Document passage:
▬▬▬

The provided 510(k) Premarket Notification for the Radiometer Copenhagen TCM4/40 Monitoring Systems does not contain a typical study with acceptance criteria and reported device performance in the way a clinical trial or algorithm performance study would.
Instead, the submission relies on compliance with established consensus standards for medical devices and existing predicate devices to demonstrate safety and effectiveness. Therefore, many of the requested data points (like sample size for test sets, number of experts, adjudication methods, MRMC studies, standalone performance, and detailed ground truth for training) are not applicable or explicitly stated in this type of submission.
Here's an attempt to answer your questions based only on the provided text, indicating when information is not present:
Acceptance Criteria and Study Details for Radiometer TCM4/40 Monitoring Systems
1. Table of Acceptance Criteria and Reported Device Performance
The device's acceptance criteria are framed in terms of compliance with regulatory standards for medical devices. The "reported device performance" is implicitly that it meets the requirements of these standards.
Acceptance Criteria (from Standards) | Reported Device Performance |
---|---|
IEC-60601-1:1988 (General safety) | Compliant |
IEC-60601-1-2:2001 (EMC) | Compliant |
IEC-60601-2-23:1999 (Transcutaneous monitoring safety and essential performance) | Compliant |
IEC-60601-3-1:1996 (Transcutaneous O2/CO2 essential performance) | Compliant |
EN-865:1997 (Pulse oximeter requirements) | Compliant |
IEC-60601-1-8:2003 (Alarm systems) | Compliant |
2. Sample size used for the test set and the data provenance
Not applicable. No specific "test set" in the context of a clinical performance study with patient data is mentioned. The evaluation relies on compliance with standards. The document explicitly states: "Based upon the extensive use of consensus standards covering all aspects of safety and performance, no clinical evaluation was deemed necessary to assess the product performance levels."

▬▬▬

Given records:
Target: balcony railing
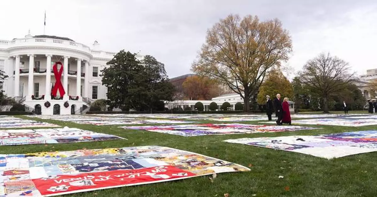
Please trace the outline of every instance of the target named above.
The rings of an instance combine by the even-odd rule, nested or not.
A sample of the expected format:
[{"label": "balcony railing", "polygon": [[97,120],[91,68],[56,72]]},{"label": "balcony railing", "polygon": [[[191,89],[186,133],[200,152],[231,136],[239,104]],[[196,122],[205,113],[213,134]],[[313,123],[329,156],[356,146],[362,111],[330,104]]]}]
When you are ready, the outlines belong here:
[{"label": "balcony railing", "polygon": [[[47,71],[47,69],[46,68],[34,68],[34,72],[36,73],[45,73]],[[16,71],[13,71],[13,74],[15,74]],[[29,73],[29,69],[20,69],[20,74],[25,74]],[[52,74],[54,74],[54,70],[53,69],[51,70],[51,73]],[[70,75],[77,75],[77,71],[74,70],[68,70],[68,74]],[[85,76],[85,73],[81,73],[81,77],[84,77]]]},{"label": "balcony railing", "polygon": [[74,70],[68,70],[68,74],[71,75],[76,75],[77,74],[77,71]]},{"label": "balcony railing", "polygon": [[[0,41],[0,45],[8,45],[8,47],[28,46],[31,45],[40,46],[55,46],[80,50],[88,53],[91,53],[89,47],[81,43],[70,40],[49,38],[26,38],[14,39],[11,41]],[[0,48],[2,48],[0,47]]]},{"label": "balcony railing", "polygon": [[[71,75],[77,75],[77,71],[74,70],[68,70],[68,74],[70,74]],[[81,77],[84,77],[85,76],[85,73],[81,73]]]}]

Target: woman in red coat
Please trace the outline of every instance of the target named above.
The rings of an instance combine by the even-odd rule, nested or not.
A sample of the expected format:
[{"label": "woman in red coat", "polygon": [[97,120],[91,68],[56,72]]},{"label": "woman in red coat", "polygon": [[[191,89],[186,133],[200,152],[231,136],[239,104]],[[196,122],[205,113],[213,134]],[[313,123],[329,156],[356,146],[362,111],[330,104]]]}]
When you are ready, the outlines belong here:
[{"label": "woman in red coat", "polygon": [[283,107],[283,119],[282,119],[282,124],[287,123],[291,125],[291,112],[289,111],[289,104],[288,103],[288,98],[284,98],[283,103],[282,104]]}]

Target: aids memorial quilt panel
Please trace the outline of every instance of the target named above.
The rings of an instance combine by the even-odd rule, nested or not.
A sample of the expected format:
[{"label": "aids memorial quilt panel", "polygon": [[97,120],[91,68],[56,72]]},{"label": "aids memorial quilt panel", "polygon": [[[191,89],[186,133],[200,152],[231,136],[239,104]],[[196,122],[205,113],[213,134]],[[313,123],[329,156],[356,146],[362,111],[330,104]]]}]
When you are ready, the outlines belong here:
[{"label": "aids memorial quilt panel", "polygon": [[96,116],[90,116],[83,115],[42,115],[32,116],[43,119],[53,120],[64,121],[113,121],[119,120],[133,120],[134,118],[125,118],[116,117],[101,117]]},{"label": "aids memorial quilt panel", "polygon": [[73,122],[77,124],[93,124],[98,126],[104,125],[116,125],[122,124],[181,124],[192,123],[194,122],[189,121],[181,121],[170,120],[118,120],[113,121],[75,121]]},{"label": "aids memorial quilt panel", "polygon": [[0,130],[0,145],[57,144],[124,139],[74,128]]},{"label": "aids memorial quilt panel", "polygon": [[270,126],[241,124],[205,124],[166,126],[121,127],[126,129],[145,130],[186,137],[210,135],[253,133],[294,131],[317,128],[300,126]]},{"label": "aids memorial quilt panel", "polygon": [[377,150],[377,130],[318,136],[243,138],[224,141],[300,153],[326,159]]},{"label": "aids memorial quilt panel", "polygon": [[0,155],[0,196],[51,196],[249,171],[160,146]]},{"label": "aids memorial quilt panel", "polygon": [[58,127],[54,124],[40,122],[30,120],[25,120],[10,116],[0,117],[0,129],[10,128],[31,128]]}]

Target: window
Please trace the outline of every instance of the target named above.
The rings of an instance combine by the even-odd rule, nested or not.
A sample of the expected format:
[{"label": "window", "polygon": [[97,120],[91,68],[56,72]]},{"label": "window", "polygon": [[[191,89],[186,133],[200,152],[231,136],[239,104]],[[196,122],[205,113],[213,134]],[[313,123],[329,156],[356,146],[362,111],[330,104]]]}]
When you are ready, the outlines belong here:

▬▬▬

Work to complete:
**A)** In the Radiometer TCM4/40 summary, which standard is listed for alarm systems?
**B)** Write the next part of the Radiometer TCM4/40 summary, picking up after its last sentence.

Results for the exercise:
**A)** IEC-60601-1-8:2003

**B)**
3. Number of experts used to establish the ground truth for the test set and the qualifications of those experts
Not applicable. No ground truth establishment for a test set is described, as no clinical performance study was deemed necessary.
4. Adjudication method for the test set
Not applicable. No test set requiring expert adjudication is described.
5. If a multi reader multi case (MRMC) comparative effectiveness study was done, If so, what was the effect size of how much human readers improve with AI vs without AI assistance
Not applicable. This device is a monitoring system, not an AI-assisted diagnostic tool for human readers. No MRMC study was conducted or mentioned.
6. If a standalone (i.e. algorithm only without human-in-the-loop performance) was done
This refers to the performance of the device's monitoring capabilities. The "standalone" performance is established through its compliance with the listed consensus standards for transcutaneous oxygen/carbon dioxide monitoring and pulse oximetry. The exact performance metrics (e.g., accuracy, precision) as measured against these standards are not detailed in this summary, but the conclusion is that the device "performs up to the requirements of the relevant international consensus standards."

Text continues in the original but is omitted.